◆ Your instructions
Could you output exactly the lines from the one containing "Target: metal fence" through the end of the records below, and nothing more?

Point localization data
================================

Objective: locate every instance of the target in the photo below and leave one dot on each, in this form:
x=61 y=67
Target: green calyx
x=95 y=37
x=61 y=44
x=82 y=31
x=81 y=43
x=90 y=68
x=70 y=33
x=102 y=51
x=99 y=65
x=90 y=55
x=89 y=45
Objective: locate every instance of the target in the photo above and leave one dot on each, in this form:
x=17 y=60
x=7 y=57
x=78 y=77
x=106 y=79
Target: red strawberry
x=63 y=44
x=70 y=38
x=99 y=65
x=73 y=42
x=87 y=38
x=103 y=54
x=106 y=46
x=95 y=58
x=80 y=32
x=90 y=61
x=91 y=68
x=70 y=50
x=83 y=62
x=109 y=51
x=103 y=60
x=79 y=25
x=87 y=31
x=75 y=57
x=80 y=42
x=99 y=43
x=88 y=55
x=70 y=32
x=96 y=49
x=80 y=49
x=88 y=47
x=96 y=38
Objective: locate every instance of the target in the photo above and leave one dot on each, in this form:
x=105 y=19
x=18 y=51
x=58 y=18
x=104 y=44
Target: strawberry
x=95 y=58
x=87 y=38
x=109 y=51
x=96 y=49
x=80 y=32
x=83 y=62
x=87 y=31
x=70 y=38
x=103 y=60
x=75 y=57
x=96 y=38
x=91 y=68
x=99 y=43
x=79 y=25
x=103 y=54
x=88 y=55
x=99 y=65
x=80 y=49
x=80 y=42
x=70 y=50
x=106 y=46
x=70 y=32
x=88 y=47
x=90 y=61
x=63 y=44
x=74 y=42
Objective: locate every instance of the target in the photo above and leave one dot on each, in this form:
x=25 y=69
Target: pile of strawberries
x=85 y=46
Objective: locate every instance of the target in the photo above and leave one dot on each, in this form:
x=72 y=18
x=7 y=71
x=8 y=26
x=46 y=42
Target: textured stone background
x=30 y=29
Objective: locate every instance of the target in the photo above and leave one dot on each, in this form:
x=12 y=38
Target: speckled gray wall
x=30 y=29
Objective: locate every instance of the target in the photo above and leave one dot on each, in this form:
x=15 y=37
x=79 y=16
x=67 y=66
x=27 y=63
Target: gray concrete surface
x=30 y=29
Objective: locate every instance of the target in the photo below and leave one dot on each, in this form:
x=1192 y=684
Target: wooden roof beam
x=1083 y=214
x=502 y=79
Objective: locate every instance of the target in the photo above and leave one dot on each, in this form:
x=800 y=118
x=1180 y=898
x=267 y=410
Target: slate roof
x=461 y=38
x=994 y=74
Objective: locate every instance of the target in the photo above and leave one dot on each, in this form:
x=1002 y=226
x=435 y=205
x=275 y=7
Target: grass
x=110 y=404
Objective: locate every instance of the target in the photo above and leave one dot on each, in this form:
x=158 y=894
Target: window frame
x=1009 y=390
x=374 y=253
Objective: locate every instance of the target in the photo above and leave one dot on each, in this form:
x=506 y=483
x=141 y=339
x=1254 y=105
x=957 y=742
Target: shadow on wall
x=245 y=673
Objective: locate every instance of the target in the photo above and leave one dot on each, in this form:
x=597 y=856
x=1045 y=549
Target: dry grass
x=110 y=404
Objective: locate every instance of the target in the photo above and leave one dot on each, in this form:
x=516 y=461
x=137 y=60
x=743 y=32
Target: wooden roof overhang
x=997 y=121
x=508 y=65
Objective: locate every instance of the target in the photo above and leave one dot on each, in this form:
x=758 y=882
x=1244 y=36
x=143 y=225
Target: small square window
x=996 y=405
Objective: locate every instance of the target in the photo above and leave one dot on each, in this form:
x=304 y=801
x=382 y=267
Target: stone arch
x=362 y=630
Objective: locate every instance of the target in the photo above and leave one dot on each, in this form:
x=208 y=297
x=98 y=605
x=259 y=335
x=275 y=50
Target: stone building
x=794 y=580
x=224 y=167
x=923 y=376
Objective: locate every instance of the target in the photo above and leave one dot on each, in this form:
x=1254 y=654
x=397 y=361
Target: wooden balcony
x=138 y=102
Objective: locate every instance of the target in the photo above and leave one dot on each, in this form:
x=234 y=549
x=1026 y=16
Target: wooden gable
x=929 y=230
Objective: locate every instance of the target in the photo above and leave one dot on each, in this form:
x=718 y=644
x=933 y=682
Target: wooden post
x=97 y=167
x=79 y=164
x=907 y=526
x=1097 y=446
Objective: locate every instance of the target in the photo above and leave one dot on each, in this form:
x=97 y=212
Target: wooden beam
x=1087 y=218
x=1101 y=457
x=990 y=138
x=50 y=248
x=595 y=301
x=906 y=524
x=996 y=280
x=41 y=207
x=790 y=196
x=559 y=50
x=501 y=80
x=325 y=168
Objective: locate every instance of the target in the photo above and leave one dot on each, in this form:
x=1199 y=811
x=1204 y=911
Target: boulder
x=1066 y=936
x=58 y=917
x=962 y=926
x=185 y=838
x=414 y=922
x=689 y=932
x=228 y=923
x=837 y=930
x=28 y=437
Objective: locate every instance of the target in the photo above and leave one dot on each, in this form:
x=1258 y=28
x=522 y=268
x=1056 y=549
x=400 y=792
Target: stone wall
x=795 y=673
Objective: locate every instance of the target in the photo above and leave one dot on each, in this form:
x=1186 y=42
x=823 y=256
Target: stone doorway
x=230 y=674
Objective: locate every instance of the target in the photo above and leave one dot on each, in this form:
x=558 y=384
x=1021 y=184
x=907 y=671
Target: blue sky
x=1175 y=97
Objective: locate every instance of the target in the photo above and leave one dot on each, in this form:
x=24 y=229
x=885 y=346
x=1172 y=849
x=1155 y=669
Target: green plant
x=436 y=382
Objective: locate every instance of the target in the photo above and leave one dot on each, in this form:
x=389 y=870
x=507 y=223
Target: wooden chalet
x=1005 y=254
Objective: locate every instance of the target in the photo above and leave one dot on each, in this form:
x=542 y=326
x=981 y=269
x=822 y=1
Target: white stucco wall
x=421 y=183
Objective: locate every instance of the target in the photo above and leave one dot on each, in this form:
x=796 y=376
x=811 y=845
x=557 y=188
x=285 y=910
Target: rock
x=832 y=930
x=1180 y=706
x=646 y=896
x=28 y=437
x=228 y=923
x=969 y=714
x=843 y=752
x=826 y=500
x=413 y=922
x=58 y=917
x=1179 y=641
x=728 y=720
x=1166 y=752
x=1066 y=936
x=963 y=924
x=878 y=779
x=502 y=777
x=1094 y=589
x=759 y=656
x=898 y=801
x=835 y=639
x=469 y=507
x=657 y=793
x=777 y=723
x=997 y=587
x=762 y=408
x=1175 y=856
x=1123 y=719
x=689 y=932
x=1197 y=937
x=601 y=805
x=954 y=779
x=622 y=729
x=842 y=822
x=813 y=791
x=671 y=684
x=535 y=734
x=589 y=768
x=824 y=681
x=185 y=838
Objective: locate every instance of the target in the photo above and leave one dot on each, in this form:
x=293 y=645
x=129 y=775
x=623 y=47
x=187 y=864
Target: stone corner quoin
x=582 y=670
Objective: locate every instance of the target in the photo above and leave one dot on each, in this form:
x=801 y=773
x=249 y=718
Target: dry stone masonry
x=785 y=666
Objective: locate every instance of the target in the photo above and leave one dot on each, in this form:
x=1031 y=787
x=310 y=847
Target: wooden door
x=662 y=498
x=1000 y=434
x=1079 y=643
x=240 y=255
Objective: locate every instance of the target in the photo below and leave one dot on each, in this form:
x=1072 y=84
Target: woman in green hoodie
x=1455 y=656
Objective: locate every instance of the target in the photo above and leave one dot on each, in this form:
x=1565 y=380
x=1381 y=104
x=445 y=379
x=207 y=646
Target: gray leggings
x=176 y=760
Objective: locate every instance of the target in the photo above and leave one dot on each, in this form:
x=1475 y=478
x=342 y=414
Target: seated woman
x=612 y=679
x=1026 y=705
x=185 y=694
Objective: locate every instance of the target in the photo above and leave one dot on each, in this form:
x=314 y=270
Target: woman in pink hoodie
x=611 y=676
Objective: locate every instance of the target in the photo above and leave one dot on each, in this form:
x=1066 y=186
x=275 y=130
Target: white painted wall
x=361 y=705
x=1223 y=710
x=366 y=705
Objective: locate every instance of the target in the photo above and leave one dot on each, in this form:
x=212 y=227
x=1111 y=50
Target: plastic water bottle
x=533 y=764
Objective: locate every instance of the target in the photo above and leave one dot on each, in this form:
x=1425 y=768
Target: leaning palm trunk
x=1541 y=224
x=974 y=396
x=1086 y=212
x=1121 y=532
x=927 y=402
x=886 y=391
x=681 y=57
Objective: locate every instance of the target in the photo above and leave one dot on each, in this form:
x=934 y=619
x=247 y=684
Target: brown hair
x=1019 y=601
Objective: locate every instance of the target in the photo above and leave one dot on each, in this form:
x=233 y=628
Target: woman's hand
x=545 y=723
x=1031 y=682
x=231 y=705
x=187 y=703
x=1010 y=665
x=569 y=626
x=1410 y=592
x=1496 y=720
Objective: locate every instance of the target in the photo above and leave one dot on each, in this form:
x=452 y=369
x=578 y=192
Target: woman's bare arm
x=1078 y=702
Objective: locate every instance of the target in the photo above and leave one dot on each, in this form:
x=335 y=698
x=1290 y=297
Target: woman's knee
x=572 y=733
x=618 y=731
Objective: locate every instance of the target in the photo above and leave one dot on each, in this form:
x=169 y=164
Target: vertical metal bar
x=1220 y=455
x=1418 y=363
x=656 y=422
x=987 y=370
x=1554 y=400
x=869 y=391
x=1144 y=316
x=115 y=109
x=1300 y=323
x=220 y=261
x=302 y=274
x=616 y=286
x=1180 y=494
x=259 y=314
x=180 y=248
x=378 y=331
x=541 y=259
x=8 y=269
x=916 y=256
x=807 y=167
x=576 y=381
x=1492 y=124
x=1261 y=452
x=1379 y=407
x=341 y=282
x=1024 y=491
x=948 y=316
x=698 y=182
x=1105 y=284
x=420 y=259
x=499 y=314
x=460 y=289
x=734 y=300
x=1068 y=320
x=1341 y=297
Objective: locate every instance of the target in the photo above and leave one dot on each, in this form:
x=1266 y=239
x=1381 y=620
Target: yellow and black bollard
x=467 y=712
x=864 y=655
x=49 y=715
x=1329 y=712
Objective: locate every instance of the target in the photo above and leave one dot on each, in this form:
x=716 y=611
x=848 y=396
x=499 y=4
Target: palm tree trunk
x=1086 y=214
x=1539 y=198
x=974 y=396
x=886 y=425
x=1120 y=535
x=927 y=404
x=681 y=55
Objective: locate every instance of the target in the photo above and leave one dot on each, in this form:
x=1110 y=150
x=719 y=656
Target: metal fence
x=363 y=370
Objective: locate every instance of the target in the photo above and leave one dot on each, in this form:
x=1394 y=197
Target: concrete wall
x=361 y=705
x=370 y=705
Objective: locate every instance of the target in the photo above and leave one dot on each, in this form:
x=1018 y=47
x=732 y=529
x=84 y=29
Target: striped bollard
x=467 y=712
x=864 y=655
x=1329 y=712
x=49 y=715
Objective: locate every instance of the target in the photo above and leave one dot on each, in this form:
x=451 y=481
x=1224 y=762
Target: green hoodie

================================

◆ Reply to the task
Target: metal fence
x=363 y=370
Objective: locate every instance of the target in the photo above and leave one dot on each, in this form:
x=1394 y=197
Target: concrete wall
x=361 y=705
x=370 y=705
Objective: locate every instance of the target in the photo above and leave one dot on each, in this form:
x=1018 y=47
x=732 y=529
x=84 y=29
Target: striped bollard
x=467 y=712
x=864 y=655
x=1329 y=712
x=49 y=715
Objective: locate every instance of the target in the photo above and leave one dot on each, in this form:
x=451 y=481
x=1224 y=762
Target: green hoodie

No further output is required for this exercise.